Autore: Ester Annetta
Davanti all’ingresso del supermercato dove sono solita far la spesa c’è un uomo sulla quarantina che porge un bicchiere di carta ad ogni persona che gli passa davanti, chiedendo una moneta.

Mi vede quando sono ancora a metà della rampa d’accesso, mentre spingo in salita il mio pesante carrello che - come normalmente è al ritorno dalle vacanze - contiene un po’ di tutto.

“Posso aiutare, signora?”

La voce è limpida, ma tradisce una sorta di timidezza insieme ad una cadenza straniera. Non mi pare di averlo mai visto prima.

Lo ringrazio per la sua offerta d’aiuto, ma sono ormai arrivata in cima alla rampa e la macchina è parcheggiata poco distante. Perciò gli chiedo solo il favore di riportare indietro il carrello appena l’avrò svuotato. Gli spiego pure che non c’è una moneta nel cassettino sblocca catena ma un gettone di plastica e che dovrebbe farmi il favore di riportarmi.

- Obiettivi -
(1) Rispondi per favore alle domande seguenti sul brano:
(a) Che cosa porge l'uomo a ogni persona che gli passa davanti?
(b) Oltre a una sorta di timidezza, che cosa tradisce la sua voce?
(c) Che cosa c'è nel cassettino sblocca catena del carrello?
(2) Ricopia senza modifiche il passo del brano che va da "Autore: Ester Annetta" fino a "mai visto prima.", incluso.

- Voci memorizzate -
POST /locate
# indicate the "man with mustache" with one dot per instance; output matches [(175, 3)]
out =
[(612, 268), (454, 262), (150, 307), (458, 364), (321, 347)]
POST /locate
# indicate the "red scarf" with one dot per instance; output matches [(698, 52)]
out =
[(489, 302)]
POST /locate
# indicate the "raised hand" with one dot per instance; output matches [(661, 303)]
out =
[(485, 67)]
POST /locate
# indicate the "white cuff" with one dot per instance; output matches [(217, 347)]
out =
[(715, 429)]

- Soluzioni degli esercizi -
(1)
(a) Un bicchiere di carta.
(b) Una cadenza straniera.
(c) Un gettone di plastica.

(2)
Autore: Ester Annetta
Davanti all’ingresso del supermercato dove sono solita far la spesa c’è un uomo sulla quarantina che porge un bicchiere di carta ad ogni persona che gli passa davanti, chiedendo una moneta.

Mi vede quando sono ancora a metà della rampa d’accesso, mentre spingo in salita il mio pesante carrello che - come normalmente è al ritorno dalle vacanze - contiene un po’ di tutto.

“Posso aiutare, signora?”

La voce è limpida, ma tradisce una sorta di timidezza insieme ad una cadenza straniera. Non mi pare di averlo mai visto prima.